▶ Exercise requirements
Beginning with the line that contains "One point belongs on each instance of the gold", write out the items below through their last line, requests included, and raise every point coordinate by 150.

# START OF The data

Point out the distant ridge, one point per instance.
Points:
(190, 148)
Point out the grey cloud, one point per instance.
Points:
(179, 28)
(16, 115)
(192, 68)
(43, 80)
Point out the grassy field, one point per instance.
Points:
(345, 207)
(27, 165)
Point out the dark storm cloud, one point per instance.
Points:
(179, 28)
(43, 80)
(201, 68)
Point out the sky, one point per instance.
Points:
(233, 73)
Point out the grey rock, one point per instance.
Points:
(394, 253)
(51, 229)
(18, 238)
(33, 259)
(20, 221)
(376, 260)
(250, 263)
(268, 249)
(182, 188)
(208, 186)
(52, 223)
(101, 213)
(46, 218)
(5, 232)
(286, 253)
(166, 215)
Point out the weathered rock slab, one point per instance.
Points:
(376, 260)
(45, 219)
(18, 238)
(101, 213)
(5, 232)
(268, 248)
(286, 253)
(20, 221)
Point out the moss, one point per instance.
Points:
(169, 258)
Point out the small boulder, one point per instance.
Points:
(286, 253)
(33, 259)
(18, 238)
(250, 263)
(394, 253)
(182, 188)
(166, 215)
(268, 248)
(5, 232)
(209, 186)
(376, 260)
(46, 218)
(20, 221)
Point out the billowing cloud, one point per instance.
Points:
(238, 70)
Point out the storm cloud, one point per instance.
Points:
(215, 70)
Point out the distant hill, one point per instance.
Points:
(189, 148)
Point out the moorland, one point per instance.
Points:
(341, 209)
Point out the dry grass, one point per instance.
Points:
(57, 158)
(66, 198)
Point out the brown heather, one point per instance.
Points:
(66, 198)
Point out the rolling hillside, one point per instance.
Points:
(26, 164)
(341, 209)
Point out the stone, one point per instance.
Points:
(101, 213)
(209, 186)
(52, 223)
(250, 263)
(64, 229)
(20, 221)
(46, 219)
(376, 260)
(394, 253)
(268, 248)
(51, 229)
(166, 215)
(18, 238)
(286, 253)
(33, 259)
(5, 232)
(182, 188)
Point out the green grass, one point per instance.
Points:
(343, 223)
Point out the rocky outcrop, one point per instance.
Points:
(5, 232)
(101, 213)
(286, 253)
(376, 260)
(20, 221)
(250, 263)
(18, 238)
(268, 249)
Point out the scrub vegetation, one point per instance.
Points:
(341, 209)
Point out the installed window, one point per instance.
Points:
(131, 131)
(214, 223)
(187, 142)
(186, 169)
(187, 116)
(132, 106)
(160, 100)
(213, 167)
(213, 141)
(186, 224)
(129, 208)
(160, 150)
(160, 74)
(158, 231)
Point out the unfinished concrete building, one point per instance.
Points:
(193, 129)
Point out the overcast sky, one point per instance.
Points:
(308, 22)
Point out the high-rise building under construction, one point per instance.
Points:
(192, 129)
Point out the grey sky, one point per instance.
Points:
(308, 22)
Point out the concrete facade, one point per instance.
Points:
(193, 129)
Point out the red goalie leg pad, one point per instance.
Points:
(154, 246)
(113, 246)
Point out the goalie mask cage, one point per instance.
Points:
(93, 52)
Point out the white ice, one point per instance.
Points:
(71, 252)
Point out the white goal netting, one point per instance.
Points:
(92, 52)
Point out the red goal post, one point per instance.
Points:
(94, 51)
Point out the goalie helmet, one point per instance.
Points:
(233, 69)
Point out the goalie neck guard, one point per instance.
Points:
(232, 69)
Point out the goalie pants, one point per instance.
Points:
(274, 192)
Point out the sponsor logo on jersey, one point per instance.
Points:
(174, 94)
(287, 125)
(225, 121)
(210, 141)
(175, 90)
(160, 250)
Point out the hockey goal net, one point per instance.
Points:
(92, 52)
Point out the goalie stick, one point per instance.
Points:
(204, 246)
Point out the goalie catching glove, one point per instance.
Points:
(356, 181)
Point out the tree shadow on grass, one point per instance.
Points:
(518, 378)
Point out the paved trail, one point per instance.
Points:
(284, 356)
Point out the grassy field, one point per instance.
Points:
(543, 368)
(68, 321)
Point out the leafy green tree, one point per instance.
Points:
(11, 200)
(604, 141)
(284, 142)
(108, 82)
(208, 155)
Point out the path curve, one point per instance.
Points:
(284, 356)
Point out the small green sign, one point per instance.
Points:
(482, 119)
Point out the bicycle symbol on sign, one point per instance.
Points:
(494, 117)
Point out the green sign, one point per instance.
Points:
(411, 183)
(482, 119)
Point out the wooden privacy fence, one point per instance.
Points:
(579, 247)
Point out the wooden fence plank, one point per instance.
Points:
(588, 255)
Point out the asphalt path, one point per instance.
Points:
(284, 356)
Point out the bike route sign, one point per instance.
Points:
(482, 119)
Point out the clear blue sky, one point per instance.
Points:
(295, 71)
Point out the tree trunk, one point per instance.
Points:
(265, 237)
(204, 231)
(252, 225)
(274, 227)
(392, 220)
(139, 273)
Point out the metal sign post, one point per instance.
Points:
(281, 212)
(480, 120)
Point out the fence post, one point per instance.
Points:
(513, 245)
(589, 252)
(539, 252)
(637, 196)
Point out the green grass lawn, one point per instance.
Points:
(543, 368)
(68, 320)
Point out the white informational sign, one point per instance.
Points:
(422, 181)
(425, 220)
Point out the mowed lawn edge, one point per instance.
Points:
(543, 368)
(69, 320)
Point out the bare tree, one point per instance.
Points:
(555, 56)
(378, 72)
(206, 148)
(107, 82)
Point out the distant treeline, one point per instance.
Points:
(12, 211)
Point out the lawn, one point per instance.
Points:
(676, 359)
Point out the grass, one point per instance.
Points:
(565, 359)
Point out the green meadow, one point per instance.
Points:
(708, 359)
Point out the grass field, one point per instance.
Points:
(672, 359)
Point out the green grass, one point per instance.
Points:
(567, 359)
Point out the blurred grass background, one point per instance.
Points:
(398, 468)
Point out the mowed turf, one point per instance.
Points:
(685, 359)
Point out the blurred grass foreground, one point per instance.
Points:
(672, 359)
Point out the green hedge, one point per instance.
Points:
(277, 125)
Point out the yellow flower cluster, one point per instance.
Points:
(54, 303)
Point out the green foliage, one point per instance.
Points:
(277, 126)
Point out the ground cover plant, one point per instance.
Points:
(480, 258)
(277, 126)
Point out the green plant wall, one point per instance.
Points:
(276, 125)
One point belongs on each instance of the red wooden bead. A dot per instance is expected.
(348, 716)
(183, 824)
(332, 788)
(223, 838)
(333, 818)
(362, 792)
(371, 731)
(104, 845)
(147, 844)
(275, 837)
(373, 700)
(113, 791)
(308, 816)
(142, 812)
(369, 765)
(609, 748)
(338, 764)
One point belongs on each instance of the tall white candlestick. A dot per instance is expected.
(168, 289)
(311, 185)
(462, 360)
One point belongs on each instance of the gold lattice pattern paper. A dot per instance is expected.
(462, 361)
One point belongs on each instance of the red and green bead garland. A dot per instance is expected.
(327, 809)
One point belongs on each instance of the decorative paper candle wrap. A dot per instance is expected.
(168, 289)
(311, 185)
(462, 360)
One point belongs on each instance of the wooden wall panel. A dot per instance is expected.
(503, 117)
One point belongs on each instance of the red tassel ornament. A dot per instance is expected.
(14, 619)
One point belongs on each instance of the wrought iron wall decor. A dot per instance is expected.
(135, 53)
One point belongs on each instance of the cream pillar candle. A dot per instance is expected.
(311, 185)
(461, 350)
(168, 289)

# END OF The data

▶ Task result
One point belongs on each instance of the gold lattice pattern paper. A dot per instance is expected.
(612, 511)
One point belongs on each instance of the red and green bead garland. A dot per instance is expected.
(477, 959)
One point belongs on each instance of the decorative paper candle wrap. A dot per instance is expected.
(318, 439)
(461, 335)
(612, 510)
One point belongs on each instance of the wooden wall panel. A dot per instance is expected.
(653, 267)
One point belongs on each instance of the red tassel ornament. A dot per instance is expected.
(164, 769)
One point belongs on each instance of the wrought iron wall decor. A dot per instance is expected.
(285, 203)
One point belongs on each instance of the cream pillar candle. A dot per instance is expected.
(461, 335)
(611, 500)
(318, 439)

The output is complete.